[Point-based annotation data]
= = = = =
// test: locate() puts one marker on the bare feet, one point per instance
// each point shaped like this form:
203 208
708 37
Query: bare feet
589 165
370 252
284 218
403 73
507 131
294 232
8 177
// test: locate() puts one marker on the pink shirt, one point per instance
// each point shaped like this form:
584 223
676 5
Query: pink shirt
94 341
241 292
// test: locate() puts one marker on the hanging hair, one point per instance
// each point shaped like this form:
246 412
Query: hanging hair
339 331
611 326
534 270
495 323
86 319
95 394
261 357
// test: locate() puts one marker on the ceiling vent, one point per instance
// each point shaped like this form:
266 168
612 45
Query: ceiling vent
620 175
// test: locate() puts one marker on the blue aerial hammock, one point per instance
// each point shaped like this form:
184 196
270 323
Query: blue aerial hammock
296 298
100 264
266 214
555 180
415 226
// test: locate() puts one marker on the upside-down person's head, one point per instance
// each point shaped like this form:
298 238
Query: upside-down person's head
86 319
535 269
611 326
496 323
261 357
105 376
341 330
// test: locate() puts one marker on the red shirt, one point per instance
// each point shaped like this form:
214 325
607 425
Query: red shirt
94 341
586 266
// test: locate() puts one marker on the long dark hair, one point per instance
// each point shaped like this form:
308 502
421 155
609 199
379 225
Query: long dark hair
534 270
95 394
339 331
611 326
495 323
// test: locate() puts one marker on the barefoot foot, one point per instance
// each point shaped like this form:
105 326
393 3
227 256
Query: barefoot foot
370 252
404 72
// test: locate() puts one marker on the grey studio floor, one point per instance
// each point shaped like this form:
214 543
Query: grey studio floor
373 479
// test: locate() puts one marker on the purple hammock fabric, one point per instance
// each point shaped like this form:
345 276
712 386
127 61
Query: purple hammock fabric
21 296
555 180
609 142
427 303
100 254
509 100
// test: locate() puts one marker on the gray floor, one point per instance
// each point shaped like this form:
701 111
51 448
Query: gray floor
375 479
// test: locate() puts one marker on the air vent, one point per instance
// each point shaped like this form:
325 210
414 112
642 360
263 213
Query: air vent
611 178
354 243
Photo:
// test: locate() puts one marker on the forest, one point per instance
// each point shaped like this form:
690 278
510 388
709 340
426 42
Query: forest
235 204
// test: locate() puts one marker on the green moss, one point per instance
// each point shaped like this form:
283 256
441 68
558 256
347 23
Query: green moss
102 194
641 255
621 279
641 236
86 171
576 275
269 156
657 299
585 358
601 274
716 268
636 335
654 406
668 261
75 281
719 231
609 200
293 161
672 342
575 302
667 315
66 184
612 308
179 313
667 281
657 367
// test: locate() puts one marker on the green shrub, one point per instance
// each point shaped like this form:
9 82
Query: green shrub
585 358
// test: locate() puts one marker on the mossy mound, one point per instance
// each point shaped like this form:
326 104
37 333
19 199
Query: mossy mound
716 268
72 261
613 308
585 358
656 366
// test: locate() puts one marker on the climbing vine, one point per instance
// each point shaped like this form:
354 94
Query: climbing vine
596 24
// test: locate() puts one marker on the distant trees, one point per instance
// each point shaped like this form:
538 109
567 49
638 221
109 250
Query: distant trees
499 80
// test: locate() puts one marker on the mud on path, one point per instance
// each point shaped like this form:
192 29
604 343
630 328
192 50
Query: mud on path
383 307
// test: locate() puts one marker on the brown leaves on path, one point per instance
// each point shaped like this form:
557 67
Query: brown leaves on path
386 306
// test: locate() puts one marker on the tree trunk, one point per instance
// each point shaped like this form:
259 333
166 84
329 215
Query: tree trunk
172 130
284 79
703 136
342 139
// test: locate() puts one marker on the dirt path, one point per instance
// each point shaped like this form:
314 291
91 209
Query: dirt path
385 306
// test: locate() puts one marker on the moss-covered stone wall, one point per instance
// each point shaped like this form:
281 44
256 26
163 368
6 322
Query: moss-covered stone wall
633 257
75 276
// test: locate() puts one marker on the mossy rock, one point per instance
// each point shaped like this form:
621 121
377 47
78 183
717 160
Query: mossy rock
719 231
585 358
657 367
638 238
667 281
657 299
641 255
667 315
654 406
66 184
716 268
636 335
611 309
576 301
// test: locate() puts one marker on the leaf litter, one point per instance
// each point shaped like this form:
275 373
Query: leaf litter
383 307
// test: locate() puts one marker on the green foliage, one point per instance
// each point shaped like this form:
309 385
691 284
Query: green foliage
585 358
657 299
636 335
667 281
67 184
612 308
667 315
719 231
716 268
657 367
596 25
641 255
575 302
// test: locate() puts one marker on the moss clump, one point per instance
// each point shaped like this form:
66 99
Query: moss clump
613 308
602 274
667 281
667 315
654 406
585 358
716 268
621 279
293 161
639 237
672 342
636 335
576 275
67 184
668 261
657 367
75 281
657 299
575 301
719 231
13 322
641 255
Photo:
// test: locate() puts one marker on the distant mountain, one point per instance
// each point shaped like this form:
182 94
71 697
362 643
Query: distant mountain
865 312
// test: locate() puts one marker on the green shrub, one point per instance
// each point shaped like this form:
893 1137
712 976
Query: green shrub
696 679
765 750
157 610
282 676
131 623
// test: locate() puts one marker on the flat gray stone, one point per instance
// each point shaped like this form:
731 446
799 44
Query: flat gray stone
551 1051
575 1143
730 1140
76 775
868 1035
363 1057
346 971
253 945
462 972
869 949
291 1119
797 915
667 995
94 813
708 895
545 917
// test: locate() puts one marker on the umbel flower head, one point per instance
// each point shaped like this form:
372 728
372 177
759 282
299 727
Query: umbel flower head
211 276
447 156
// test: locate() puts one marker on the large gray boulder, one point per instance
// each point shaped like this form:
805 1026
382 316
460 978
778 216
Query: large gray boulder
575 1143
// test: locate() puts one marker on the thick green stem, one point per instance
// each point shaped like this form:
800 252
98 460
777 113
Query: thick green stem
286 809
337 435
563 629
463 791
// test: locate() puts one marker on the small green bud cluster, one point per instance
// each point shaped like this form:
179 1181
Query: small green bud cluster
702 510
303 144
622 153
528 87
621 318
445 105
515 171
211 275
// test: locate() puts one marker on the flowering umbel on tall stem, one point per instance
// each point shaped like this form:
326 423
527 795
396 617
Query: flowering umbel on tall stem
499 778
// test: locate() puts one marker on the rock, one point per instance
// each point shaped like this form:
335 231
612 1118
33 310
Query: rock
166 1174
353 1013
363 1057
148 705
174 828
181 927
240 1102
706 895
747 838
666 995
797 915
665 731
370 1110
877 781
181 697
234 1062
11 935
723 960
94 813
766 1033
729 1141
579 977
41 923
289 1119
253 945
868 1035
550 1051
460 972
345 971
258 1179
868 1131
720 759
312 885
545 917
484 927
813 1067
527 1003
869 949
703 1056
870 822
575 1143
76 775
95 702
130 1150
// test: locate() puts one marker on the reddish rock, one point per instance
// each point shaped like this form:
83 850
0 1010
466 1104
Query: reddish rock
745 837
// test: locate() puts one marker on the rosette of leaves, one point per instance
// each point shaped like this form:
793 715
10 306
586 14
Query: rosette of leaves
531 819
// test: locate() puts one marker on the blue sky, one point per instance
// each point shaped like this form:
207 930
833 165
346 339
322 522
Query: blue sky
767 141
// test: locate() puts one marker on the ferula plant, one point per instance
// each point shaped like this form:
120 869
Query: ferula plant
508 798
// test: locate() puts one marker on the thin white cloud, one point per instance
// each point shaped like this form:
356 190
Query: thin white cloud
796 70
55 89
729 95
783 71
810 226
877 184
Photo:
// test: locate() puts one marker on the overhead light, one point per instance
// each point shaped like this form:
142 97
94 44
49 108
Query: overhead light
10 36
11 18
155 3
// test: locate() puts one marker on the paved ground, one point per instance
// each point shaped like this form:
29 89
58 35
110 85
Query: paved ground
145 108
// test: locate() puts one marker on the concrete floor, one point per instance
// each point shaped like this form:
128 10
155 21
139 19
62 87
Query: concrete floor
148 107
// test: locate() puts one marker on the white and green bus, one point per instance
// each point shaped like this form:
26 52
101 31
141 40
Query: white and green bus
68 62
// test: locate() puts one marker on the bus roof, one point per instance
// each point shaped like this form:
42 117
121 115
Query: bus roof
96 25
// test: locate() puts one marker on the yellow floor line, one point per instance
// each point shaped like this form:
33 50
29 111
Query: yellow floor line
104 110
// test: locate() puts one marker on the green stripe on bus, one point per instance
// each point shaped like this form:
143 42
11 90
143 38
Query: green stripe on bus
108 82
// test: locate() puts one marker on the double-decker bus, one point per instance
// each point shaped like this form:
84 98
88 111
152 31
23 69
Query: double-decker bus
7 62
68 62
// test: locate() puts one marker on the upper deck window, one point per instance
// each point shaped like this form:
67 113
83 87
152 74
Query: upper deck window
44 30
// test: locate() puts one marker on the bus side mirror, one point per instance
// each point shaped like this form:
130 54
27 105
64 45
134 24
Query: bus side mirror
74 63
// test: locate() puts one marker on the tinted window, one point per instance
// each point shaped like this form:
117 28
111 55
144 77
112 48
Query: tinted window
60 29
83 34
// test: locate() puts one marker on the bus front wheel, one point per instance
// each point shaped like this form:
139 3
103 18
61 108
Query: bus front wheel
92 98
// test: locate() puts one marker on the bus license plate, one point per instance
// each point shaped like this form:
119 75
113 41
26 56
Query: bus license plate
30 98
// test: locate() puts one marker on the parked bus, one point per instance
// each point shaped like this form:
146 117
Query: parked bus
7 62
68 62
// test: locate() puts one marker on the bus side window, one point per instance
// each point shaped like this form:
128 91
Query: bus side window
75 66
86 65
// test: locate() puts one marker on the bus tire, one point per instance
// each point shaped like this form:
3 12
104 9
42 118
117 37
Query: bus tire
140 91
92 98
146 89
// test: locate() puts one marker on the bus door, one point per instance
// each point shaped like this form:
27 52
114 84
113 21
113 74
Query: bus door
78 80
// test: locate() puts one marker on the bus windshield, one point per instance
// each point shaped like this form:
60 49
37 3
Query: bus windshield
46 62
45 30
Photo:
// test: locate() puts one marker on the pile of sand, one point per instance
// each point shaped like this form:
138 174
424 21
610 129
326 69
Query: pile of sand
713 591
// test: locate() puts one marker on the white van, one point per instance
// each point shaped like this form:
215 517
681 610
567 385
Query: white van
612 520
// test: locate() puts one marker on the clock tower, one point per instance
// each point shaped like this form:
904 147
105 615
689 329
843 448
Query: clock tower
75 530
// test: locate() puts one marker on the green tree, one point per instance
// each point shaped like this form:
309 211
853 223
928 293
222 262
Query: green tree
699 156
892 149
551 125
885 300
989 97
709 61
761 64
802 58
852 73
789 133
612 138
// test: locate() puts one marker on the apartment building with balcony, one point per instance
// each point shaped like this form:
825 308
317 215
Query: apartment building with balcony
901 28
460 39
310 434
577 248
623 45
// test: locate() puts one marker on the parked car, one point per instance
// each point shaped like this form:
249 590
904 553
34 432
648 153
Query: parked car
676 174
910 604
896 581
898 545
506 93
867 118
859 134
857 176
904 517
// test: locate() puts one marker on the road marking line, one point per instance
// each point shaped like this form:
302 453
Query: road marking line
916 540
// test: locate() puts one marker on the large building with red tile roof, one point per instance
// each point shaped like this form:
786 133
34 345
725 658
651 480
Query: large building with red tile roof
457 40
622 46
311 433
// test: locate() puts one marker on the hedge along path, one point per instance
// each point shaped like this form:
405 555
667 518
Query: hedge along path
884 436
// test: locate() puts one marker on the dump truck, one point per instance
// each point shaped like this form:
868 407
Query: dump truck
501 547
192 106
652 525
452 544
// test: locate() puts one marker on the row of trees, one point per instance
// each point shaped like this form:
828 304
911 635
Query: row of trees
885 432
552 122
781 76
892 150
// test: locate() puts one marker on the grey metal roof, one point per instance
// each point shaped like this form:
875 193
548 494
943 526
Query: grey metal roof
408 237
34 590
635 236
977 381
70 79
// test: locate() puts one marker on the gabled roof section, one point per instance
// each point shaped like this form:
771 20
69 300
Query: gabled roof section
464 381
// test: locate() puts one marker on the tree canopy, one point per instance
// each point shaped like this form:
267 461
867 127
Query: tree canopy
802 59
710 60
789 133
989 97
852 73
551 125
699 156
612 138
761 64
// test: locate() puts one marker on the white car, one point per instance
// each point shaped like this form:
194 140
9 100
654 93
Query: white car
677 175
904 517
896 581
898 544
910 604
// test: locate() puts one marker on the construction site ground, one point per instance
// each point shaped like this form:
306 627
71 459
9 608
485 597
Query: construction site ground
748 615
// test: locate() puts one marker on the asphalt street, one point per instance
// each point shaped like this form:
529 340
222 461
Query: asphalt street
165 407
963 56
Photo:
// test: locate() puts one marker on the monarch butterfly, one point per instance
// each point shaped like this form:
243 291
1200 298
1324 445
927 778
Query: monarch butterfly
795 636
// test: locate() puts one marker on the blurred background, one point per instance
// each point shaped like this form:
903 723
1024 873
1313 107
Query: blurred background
= = = = =
* **GIVEN REQUEST**: Output the stretch of the material from the line containing "site ground, one point per instance" through the end of the material as a numbered list, skipping any blank lines.

* **EXPECTED ANSWER**:
1. // test: locate() puts one marker on the construction site ground, one point per instance
2. // each point shaped like this form:
3. 306 627
4. 71 459
5. 9 608
6. 485 597
7. Query: construction site ground
8. 748 615
9. // test: locate() puts one marker on the asphalt street, one point per instance
10. // each point shaped like this form:
11. 529 340
12. 222 461
13. Query: asphalt street
14. 165 407
15. 963 56
16. Photo:
17. // test: locate() puts one marker on the monarch butterfly, one point per instance
18. // each point shaped like this form:
19. 243 291
20. 1200 298
21. 1324 445
22. 927 778
23. Query: monarch butterfly
24. 795 636
25. // test: locate() puts one marker on the blurred background, one point per instance
26. // each point shaped like this form:
27. 903 723
28. 1024 873
29. 1313 107
30. Query: blurred background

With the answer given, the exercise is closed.